◆ **STATED TASK**: Find every line in the records below that contains the word "shoreline" and copy each of those lines.

Some records:
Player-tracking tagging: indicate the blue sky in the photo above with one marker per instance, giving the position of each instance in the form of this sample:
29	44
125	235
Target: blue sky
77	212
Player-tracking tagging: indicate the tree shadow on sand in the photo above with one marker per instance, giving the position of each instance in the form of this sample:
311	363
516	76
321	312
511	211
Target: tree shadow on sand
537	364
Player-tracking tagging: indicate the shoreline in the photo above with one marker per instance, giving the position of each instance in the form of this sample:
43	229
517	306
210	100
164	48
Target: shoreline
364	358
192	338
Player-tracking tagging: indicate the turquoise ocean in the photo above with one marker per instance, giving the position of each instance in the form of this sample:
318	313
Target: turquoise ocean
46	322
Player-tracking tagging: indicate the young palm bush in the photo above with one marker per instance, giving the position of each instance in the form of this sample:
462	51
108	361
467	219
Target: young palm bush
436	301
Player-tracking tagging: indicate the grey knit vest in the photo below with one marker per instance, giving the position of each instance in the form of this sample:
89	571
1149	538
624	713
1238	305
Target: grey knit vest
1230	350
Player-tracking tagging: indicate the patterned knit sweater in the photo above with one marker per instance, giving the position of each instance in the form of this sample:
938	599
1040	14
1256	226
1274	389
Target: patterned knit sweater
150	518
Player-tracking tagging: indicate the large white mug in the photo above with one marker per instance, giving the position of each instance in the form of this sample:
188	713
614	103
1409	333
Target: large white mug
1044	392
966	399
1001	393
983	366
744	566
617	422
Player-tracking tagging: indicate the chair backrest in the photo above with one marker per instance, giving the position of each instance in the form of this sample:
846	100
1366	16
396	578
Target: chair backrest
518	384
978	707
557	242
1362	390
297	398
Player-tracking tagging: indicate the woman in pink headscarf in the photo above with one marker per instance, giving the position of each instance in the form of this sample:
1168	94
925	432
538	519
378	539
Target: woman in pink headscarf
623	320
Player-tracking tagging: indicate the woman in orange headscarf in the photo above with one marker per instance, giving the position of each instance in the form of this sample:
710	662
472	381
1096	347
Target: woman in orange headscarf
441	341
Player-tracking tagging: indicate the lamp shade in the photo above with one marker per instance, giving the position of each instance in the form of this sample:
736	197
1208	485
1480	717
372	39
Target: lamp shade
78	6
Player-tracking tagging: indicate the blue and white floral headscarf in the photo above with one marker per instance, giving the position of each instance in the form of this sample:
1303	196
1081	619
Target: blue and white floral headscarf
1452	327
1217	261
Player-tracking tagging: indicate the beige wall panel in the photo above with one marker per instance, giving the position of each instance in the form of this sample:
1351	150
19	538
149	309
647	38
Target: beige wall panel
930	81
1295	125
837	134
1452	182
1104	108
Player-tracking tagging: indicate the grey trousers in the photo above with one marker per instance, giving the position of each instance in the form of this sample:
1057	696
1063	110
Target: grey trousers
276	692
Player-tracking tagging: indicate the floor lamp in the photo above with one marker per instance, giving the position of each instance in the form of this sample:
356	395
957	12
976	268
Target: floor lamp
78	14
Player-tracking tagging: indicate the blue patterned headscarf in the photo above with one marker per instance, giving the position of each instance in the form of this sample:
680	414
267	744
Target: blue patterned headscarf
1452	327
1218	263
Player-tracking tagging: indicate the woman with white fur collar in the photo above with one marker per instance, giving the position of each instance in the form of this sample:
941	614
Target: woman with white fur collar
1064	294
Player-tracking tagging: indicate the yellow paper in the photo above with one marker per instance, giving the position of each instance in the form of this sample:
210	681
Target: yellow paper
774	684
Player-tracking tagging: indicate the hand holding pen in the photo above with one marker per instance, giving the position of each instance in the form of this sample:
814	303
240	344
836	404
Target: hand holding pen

==

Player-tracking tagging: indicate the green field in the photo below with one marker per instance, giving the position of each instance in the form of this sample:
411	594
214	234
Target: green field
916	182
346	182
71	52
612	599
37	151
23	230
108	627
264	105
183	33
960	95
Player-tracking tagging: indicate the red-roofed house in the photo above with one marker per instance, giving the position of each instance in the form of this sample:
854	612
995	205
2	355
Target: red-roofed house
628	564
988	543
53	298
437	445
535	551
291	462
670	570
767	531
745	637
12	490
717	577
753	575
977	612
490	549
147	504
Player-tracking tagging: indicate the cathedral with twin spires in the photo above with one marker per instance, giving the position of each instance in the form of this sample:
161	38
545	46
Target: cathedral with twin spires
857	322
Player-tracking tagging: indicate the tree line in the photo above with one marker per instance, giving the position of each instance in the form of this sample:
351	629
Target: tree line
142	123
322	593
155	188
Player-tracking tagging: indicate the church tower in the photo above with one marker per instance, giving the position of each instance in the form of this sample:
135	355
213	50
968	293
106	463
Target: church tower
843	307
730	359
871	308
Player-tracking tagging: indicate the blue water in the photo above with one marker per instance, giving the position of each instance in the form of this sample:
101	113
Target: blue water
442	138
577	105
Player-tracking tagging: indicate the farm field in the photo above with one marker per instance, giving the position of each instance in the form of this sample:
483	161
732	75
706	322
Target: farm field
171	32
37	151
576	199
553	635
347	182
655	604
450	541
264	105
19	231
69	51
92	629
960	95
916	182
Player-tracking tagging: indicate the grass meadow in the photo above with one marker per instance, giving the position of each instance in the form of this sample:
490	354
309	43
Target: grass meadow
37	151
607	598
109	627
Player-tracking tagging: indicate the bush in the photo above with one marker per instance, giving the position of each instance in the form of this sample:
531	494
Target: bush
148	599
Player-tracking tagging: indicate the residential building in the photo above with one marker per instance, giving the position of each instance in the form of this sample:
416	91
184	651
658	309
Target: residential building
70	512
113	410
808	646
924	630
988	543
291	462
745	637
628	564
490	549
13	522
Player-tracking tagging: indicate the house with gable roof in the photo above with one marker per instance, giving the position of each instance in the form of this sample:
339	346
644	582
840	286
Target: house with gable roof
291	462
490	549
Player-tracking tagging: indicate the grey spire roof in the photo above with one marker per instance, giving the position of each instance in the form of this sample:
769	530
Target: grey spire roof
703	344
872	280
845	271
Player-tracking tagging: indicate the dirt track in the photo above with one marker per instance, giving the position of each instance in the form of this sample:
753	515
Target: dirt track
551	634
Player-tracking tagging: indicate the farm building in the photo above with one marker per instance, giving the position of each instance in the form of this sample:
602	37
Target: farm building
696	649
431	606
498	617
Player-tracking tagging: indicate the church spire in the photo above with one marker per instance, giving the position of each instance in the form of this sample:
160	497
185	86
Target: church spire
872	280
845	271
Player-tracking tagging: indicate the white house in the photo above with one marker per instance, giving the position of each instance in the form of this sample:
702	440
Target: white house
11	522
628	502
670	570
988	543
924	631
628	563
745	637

--

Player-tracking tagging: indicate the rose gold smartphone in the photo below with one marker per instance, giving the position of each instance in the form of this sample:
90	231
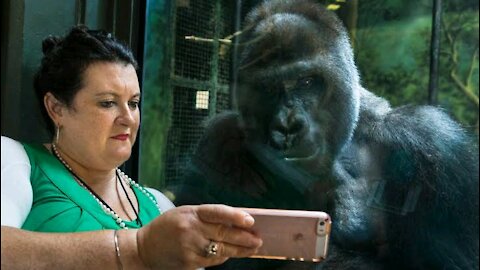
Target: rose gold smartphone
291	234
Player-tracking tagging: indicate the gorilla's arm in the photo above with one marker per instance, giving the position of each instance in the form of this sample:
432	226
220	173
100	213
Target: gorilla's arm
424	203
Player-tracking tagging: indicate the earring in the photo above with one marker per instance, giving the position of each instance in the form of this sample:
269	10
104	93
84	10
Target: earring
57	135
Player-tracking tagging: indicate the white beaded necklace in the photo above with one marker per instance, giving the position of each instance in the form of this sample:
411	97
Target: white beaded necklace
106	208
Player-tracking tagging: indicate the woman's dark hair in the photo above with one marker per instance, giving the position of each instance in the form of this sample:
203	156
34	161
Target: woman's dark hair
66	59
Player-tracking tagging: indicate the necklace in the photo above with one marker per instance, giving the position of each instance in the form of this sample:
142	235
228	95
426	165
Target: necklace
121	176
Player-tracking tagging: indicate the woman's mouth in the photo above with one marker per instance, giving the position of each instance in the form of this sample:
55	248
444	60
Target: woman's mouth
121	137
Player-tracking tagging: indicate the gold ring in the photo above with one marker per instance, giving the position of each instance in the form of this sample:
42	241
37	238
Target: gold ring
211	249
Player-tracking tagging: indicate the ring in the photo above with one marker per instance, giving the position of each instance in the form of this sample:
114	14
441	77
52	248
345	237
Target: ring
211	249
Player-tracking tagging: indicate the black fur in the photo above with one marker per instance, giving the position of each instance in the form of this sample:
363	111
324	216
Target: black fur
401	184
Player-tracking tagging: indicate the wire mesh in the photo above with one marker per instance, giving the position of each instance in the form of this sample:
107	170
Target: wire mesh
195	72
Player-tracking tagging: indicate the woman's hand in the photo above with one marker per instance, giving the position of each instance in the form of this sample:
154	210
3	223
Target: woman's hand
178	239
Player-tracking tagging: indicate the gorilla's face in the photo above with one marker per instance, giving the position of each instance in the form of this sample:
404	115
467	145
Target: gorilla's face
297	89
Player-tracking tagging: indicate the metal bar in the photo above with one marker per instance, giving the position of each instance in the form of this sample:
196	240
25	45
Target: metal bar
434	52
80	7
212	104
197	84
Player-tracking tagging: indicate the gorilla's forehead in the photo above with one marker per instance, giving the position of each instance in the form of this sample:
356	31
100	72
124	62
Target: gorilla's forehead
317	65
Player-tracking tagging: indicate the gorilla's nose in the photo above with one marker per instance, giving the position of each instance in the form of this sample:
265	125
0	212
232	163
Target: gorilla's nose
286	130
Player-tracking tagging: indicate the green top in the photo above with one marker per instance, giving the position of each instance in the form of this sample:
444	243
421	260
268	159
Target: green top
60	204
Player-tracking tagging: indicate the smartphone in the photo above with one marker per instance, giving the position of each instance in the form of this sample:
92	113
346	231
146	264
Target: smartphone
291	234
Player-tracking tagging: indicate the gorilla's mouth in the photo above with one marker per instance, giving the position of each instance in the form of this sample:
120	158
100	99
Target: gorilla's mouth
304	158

◆ **ANSWER BELOW**:
Player-tracking tagging: indicate the shoreline in the photo above with one marker per instance, giving the position of each instance in the form of this sample:
Target: shoreline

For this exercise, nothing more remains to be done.